Elimination of heat caused by electrical resistance could have a profound effect on the design and performance of computers. In their efforts to produce smaller and faster computers, designers try to cram more and more circuits into chips and ever more chips into a tiny space. But they are limited in their scaling-down endeavors by heat; even the tiny currents in computer circuits generate enough cumulative heat to damage components if they are too tightly packed. Today's personal computers could not operate without vents or internal fans to dissipate the heat. Now, with practical superconducting circuitry on the horizon, computer designers may soon see the way clear for even more remarkable miniaturization.
In still other applications, the intense magnetic fields that might someday be generated by the new superconductors should benefit any device that now uses electromagnetism in its operation -- medical diagnostic imaging machines, magnetically levitated trains, fusion-energy generators -- and will undoubtedly spawn a host of new machines. Electric motors could increase in power and shrink in size.
But these are just the most obvious examples. Scientists like Robert Schrieffer, who shared the 1972 Nobel Prize in Physics for the first successful theory of how superconductivity works, believe its most dramatic applications have yet to be conceived. "When transistors were first invented, we knew they'd replace tubes," Schrieffer says. "But no one had any idea there would someday be large-scale integrated circuits." Robert Cava of Bell Labs agrees. "We don't know where this will lead," he says. "It's exciting -- and I guess frightening at the same time."

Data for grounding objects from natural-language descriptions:
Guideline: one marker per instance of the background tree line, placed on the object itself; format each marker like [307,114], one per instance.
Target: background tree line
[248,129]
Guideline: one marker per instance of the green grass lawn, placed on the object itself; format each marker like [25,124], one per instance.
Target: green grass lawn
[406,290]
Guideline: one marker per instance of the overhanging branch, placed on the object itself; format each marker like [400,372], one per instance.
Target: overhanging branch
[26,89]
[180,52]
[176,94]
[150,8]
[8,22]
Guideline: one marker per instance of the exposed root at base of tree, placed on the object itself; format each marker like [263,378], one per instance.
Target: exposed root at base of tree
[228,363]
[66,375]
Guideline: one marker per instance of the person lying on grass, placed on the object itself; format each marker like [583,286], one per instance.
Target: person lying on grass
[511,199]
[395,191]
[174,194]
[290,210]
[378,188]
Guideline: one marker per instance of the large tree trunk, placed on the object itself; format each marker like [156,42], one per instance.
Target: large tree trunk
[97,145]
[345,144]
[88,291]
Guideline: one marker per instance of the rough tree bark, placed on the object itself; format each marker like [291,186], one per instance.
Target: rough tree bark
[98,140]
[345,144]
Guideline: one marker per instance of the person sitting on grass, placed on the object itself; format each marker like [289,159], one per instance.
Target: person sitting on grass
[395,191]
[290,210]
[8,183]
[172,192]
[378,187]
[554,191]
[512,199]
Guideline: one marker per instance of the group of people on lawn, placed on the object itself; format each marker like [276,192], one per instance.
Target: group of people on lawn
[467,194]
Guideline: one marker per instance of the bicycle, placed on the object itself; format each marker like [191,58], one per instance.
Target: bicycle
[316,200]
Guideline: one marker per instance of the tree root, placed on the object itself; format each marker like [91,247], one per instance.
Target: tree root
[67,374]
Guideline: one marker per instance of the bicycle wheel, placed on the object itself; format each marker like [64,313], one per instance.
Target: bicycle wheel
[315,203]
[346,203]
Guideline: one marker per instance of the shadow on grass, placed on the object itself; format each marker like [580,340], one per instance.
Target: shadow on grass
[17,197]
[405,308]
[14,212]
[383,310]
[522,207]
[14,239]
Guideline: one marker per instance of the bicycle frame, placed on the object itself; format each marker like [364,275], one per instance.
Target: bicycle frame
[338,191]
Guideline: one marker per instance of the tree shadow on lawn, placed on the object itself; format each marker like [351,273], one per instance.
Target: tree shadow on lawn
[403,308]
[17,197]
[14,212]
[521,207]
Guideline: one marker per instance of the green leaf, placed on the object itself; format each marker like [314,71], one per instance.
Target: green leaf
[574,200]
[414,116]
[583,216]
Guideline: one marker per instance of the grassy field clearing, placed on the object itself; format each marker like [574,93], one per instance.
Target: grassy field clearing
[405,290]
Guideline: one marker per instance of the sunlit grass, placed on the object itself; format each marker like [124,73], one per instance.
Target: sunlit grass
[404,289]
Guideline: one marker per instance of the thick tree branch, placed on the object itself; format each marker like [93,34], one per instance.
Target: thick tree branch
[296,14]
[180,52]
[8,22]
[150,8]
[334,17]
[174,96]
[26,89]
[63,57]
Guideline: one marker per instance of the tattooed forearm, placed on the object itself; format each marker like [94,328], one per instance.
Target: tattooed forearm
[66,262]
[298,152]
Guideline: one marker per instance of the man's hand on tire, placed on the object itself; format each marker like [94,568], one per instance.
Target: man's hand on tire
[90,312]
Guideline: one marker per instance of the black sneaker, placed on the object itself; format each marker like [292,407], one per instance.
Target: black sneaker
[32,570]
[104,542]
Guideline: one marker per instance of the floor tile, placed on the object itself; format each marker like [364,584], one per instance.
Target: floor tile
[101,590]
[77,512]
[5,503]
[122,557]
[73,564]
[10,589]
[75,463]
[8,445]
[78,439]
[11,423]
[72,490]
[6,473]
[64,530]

§ **STUDY QUESTIONS**:
1. Reproduce the portion of the superconductivity passage between "Elimination of heat" and "more remarkable miniaturization.", inclusive.
2. Proceed with the passage on superconductors, beginning immediately after its final sentence.
The records are independent material with no connection to the superconductivity passage.

§ **SOLVED PROBLEMS**:
1.
Elimination of heat caused by electrical resistance could have a profound effect on the design and performance of computers. In their efforts to produce smaller and faster computers, designers try to cram more and more circuits into chips and ever more chips into a tiny space. But they are limited in their scaling-down endeavors by heat; even the tiny currents in computer circuits generate enough cumulative heat to damage components if they are too tightly packed. Today's personal computers could not operate without vents or internal fans to dissipate the heat. Now, with practical superconducting circuitry on the horizon, computer designers may soon see the way clear for even more remarkable miniaturization.

2.
From the time that Dutch Physicist Heike Kamerlingh Onnes discovered superconductivity in 1911 until the recent rash of breakthroughs, there was only one way to produce the phenomenon: by bathing the appropriate metals -- and later, certain metallic alloys -- in liquid helium. This exotic substance is produced by lowering the temperature of rare and costly helium gas to 4.2 K (-452 degrees F), at which point it liquefies. But the process is expensive and requires considerable energy. Furthermore, unless the liquid helium is tightly sealed in a heavily insulated container, it quickly warms and vaporizes away. Thus the practical use of superconductors has been limited to a few devices -- an experimental Japanese magnetically levitated train, a few giant particle accelerators and medicine's magnetic-resonance imaging machines -- that operate with intense magnetic fields.